DOCUMENT EXTRACT ▸
++++++++
Something like blue/green deployments, A/B testing or circuit breaking logic is possible with a bit more work, but here I'll concede that for the more advanced setups out there something like Istio and Kiali would be better solutions. Then again, those projects won't be the majority of the ones out there.

> Error handling

Depends on what you want to do here, custom error pages (or handlers), or something in regards to routing or checking for the presence of resources isn't too hard and has been done for years.

Summary:

But what's my point here? Should everyone abandon using Linkerd or Istio? Not at all! I'm just saying that even with lightweight technologies and for simpler tech stacks, having and ingress as well as something that covers most of what a service mesh would (e.g. the aforementioned Docker overlay networking, or similar solutions) can be immensely useful.

After putting Nginx in front of many of the services for projects at work, path rewriting, as well as handling special rules for certain apps has become way easier, certificate management is a breeze since it can be done with Ansible just against a single type of service, in addition to something like client certs or OIDC (though admittedly, that's mostly on my homelab, with Apache).
++++++++
TASKS TO COMPLETE ▸
1. Reproduce the stretch of the comment on service meshes from "But what's my" through "homelab, with Apache)." word for word.
2. According to the comment on service meshes, which two projects would be better solutions for more advanced setups?

RAW RECORDS ▸
++++++++
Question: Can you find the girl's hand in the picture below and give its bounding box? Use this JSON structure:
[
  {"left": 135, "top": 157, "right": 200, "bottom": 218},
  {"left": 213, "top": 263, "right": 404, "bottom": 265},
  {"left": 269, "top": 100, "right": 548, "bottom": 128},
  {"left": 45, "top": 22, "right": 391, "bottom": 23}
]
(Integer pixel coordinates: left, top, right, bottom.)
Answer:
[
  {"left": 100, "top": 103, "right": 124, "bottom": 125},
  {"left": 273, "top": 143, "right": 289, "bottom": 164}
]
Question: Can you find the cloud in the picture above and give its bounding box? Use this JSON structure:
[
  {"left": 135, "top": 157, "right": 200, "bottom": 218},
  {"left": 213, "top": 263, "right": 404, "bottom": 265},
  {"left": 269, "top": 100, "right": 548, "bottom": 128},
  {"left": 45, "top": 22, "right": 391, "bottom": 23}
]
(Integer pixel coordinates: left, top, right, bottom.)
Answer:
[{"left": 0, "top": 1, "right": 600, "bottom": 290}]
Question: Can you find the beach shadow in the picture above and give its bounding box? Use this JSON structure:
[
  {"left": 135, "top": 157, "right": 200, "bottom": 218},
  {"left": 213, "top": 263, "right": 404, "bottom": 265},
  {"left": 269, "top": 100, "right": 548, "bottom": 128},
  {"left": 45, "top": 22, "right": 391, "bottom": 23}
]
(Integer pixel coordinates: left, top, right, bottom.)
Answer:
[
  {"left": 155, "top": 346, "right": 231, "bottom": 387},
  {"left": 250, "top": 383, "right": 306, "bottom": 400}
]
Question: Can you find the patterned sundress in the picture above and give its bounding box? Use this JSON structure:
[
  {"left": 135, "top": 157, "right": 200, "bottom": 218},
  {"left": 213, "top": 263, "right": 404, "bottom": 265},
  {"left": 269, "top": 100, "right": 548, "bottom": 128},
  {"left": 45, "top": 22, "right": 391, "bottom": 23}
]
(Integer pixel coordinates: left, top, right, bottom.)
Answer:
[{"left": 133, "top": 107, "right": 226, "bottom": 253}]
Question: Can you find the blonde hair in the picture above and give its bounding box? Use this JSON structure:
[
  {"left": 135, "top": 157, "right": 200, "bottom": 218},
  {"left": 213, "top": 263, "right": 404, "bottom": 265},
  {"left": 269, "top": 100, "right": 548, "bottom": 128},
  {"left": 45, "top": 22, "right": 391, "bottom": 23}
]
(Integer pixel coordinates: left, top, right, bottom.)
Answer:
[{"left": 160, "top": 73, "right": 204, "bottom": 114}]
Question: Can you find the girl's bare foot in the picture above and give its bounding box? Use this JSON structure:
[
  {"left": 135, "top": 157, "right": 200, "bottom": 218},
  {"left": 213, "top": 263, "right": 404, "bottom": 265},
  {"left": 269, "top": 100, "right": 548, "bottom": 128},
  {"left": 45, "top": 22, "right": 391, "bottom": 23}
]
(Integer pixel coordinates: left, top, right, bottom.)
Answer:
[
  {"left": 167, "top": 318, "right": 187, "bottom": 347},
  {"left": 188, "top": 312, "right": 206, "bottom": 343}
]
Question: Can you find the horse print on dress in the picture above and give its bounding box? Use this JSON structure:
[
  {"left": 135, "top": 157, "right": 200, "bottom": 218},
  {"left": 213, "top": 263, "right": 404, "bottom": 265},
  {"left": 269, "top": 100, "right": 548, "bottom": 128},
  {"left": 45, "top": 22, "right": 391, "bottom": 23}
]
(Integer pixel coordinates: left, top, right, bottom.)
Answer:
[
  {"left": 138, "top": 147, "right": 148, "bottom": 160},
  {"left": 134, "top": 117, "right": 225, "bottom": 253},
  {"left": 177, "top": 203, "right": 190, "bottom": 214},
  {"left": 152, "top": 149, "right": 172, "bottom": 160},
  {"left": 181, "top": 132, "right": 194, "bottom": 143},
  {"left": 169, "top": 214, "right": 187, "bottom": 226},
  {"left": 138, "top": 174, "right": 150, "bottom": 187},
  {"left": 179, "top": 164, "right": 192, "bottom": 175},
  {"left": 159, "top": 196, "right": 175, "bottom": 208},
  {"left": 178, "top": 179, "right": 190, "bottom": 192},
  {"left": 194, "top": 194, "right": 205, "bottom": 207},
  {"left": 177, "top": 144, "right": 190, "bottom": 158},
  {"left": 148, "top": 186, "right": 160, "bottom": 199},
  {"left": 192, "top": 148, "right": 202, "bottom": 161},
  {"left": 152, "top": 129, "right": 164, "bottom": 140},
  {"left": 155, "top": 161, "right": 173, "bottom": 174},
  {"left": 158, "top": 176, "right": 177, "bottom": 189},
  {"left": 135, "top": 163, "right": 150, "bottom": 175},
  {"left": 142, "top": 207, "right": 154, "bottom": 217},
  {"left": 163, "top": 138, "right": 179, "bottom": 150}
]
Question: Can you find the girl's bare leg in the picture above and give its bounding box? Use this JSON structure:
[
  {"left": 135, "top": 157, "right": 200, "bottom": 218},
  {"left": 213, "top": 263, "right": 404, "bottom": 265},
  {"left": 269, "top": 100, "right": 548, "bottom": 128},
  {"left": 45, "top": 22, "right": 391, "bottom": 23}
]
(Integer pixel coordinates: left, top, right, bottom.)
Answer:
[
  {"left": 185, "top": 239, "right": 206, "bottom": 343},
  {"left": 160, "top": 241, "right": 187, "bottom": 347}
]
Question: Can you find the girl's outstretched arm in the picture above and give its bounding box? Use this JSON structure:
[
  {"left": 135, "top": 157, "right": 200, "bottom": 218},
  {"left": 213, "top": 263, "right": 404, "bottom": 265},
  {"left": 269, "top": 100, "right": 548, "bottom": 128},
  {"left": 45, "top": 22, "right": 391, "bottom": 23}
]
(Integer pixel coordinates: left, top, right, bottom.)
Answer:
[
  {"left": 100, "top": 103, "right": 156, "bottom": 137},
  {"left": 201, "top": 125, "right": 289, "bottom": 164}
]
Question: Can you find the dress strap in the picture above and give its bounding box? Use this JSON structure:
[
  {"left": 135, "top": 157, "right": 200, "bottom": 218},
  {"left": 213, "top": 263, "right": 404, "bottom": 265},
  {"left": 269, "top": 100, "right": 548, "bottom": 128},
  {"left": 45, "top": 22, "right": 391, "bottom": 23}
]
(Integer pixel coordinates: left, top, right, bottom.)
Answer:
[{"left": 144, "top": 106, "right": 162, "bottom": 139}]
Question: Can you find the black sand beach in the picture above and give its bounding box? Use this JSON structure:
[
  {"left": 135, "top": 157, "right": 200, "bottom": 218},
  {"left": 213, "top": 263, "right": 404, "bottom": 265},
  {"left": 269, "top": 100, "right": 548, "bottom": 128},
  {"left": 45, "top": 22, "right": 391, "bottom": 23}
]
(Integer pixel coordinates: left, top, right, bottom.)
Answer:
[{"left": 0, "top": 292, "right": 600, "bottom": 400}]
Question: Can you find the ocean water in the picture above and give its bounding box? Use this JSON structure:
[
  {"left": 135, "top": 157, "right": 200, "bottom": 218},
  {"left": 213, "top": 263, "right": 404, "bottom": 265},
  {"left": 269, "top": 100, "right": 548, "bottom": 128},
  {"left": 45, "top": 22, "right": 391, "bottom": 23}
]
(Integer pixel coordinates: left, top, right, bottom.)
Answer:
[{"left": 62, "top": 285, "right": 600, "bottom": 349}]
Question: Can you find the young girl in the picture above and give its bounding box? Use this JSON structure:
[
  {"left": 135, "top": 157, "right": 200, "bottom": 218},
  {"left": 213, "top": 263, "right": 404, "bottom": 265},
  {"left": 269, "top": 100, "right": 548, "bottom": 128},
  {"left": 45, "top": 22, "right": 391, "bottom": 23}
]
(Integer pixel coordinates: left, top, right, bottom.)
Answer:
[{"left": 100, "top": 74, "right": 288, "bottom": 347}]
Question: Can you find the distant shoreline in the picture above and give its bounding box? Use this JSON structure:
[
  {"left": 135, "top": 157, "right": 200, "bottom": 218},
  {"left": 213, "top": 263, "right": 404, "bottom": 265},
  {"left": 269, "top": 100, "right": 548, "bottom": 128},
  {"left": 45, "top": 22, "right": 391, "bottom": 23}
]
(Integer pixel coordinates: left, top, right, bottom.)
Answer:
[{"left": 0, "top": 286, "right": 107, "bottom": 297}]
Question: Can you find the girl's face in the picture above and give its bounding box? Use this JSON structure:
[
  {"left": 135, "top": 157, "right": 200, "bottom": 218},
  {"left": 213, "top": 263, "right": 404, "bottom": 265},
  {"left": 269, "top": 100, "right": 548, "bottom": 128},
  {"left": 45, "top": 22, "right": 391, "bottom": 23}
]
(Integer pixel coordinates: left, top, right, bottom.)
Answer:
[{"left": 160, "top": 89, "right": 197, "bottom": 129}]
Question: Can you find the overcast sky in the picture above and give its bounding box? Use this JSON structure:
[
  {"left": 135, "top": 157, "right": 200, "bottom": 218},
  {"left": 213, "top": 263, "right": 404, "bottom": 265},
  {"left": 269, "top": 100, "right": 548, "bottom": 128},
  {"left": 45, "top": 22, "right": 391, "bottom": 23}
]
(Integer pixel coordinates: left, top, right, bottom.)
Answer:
++++++++
ANSWER LIST ▸
1.
But what's my point here? Should everyone abandon using Linkerd or Istio? Not at all! I'm just saying that even with lightweight technologies and for simpler tech stacks, having and ingress as well as something that covers most of what a service mesh would (e.g. the aforementioned Docker overlay networking, or similar solutions) can be immensely useful.

After putting Nginx in front of many of the services for projects at work, path rewriting, as well as handling special rules for certain apps has become way easier, certificate management is a breeze since it can be done with Ansible just against a single type of service, in addition to something like client certs or OIDC (though admittedly, that's mostly on my homelab, with Apache).

2. Istio and Kiali.